▶ [Given request]: Can you repeat the data below word for word, keeping every line in its original order?
◆ ◆ ◆ ◆
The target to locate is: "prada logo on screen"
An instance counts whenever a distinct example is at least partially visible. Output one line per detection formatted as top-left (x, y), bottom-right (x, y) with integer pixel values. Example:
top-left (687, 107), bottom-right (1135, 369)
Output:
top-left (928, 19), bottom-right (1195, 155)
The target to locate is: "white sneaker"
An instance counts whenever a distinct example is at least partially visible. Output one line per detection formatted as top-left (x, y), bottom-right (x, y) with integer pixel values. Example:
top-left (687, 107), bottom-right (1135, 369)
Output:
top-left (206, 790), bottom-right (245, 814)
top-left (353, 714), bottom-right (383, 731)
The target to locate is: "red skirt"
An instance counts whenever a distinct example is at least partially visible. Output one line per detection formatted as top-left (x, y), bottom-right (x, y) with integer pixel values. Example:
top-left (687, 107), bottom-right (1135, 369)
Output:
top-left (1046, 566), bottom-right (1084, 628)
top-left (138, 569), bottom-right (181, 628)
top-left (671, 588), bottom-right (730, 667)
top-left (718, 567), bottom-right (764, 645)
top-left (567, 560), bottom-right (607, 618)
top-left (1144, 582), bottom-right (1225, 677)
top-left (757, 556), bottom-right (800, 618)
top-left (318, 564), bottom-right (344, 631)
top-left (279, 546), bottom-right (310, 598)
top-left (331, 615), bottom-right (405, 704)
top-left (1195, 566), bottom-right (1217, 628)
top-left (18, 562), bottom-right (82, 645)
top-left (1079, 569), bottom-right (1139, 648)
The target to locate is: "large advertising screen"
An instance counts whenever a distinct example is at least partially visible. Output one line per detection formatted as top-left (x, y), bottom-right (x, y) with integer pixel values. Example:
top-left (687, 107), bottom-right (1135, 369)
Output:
◆ ◆ ◆ ◆
▶ [Final answer]:
The target to locate is: "prada logo on screen"
An instance counts whenever a distinct example is at least partially visible. Output one line per detection formatted as top-left (x, y), bottom-right (x, y) with integer pixel values. Example:
top-left (687, 107), bottom-right (1135, 369)
Output:
top-left (928, 19), bottom-right (1195, 155)
The target to locate is: "white sneaker"
An instance counts whenever a distinct example is at least partially visible. Output one line per detection formatted as top-left (x, y), bottom-right (x, y) with integer pixel values. Example:
top-left (687, 107), bottom-right (1135, 369)
Output:
top-left (206, 790), bottom-right (245, 814)
top-left (353, 714), bottom-right (383, 731)
The target to locate is: "red skirt"
An instance counts whenever a distinct example is at least partially visible. Output one line per detection formatted as top-left (x, y), bottom-right (x, y) with integer pixel values. Example:
top-left (687, 107), bottom-right (1135, 369)
Output:
top-left (1046, 566), bottom-right (1084, 628)
top-left (138, 569), bottom-right (181, 628)
top-left (671, 588), bottom-right (730, 667)
top-left (718, 567), bottom-right (764, 645)
top-left (567, 560), bottom-right (607, 618)
top-left (1144, 582), bottom-right (1225, 677)
top-left (757, 556), bottom-right (800, 618)
top-left (318, 564), bottom-right (344, 631)
top-left (279, 546), bottom-right (310, 598)
top-left (331, 615), bottom-right (405, 704)
top-left (1195, 566), bottom-right (1217, 628)
top-left (18, 562), bottom-right (82, 645)
top-left (1079, 569), bottom-right (1139, 648)
The target to locate is: "large advertising screen"
An instance counts whenever a distinct example is at least partially visible. Output one line per detection formatted as top-left (x, y), bottom-right (x, y) with integer pixel values. Example:
top-left (687, 107), bottom-right (1135, 369)
Output:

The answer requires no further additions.